#### Exercise details
Repeat the data exactly as it appears.

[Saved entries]

((

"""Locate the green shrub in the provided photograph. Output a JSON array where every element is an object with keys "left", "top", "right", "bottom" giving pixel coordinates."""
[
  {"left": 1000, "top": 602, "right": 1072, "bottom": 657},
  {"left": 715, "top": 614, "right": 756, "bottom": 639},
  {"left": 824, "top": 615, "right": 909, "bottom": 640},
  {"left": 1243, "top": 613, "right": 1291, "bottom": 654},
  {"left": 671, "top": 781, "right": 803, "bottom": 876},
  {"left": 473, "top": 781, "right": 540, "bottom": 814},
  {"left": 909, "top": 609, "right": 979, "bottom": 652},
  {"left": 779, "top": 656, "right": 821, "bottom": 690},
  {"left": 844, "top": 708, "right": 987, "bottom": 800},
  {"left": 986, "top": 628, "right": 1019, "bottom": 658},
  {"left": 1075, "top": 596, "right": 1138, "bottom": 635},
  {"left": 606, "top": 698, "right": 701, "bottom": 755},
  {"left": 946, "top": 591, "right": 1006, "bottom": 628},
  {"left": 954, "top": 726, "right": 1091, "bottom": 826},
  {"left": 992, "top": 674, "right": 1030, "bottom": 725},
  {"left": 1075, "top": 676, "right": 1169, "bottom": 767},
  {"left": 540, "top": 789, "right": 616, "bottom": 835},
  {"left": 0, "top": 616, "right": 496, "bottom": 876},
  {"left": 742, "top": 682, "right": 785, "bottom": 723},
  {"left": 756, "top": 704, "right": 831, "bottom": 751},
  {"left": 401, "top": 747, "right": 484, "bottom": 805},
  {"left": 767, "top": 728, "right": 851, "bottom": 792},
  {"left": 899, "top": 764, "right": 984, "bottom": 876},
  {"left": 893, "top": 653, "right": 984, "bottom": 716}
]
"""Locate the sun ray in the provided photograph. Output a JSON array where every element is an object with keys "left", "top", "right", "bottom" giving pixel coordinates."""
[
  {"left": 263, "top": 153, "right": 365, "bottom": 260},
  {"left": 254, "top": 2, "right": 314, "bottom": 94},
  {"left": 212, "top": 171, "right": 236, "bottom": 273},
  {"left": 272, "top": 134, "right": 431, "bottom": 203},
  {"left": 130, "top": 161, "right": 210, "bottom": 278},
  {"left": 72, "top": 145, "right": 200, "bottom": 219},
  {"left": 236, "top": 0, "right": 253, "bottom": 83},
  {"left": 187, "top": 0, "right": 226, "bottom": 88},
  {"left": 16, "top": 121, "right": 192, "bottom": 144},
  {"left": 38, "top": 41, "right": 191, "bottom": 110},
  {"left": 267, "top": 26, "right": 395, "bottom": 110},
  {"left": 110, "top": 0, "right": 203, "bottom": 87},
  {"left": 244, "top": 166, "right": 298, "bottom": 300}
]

))

#### Solution to this problem
"""Locate the green shrub in the provided photograph. Output a JSON array where every element is an object with keys "left", "top", "right", "bottom" giving pixel coordinates."""
[
  {"left": 1000, "top": 602, "right": 1072, "bottom": 657},
  {"left": 715, "top": 614, "right": 756, "bottom": 639},
  {"left": 824, "top": 615, "right": 909, "bottom": 640},
  {"left": 1243, "top": 613, "right": 1291, "bottom": 654},
  {"left": 671, "top": 781, "right": 803, "bottom": 876},
  {"left": 473, "top": 781, "right": 540, "bottom": 814},
  {"left": 909, "top": 609, "right": 979, "bottom": 652},
  {"left": 779, "top": 656, "right": 821, "bottom": 690},
  {"left": 844, "top": 708, "right": 987, "bottom": 800},
  {"left": 986, "top": 628, "right": 1019, "bottom": 658},
  {"left": 1075, "top": 596, "right": 1138, "bottom": 635},
  {"left": 606, "top": 698, "right": 701, "bottom": 755},
  {"left": 946, "top": 591, "right": 1006, "bottom": 628},
  {"left": 954, "top": 726, "right": 1091, "bottom": 826},
  {"left": 992, "top": 674, "right": 1030, "bottom": 725},
  {"left": 1075, "top": 676, "right": 1169, "bottom": 767},
  {"left": 540, "top": 789, "right": 616, "bottom": 835},
  {"left": 0, "top": 616, "right": 496, "bottom": 876},
  {"left": 742, "top": 682, "right": 785, "bottom": 723},
  {"left": 756, "top": 704, "right": 831, "bottom": 751},
  {"left": 401, "top": 747, "right": 484, "bottom": 805},
  {"left": 767, "top": 728, "right": 851, "bottom": 792},
  {"left": 899, "top": 764, "right": 984, "bottom": 876},
  {"left": 893, "top": 653, "right": 984, "bottom": 716}
]
"""Locate the sun ray in the provided photograph. Output a JSON array where every element is an object with keys "left", "top", "right", "bottom" giving pixel coordinates."""
[
  {"left": 263, "top": 153, "right": 365, "bottom": 260},
  {"left": 254, "top": 2, "right": 314, "bottom": 94},
  {"left": 212, "top": 171, "right": 236, "bottom": 273},
  {"left": 272, "top": 134, "right": 431, "bottom": 203},
  {"left": 130, "top": 161, "right": 210, "bottom": 278},
  {"left": 72, "top": 145, "right": 200, "bottom": 219},
  {"left": 236, "top": 0, "right": 253, "bottom": 83},
  {"left": 187, "top": 0, "right": 226, "bottom": 88},
  {"left": 16, "top": 121, "right": 192, "bottom": 144},
  {"left": 38, "top": 41, "right": 191, "bottom": 110},
  {"left": 267, "top": 26, "right": 395, "bottom": 110},
  {"left": 110, "top": 0, "right": 203, "bottom": 87},
  {"left": 244, "top": 166, "right": 298, "bottom": 300}
]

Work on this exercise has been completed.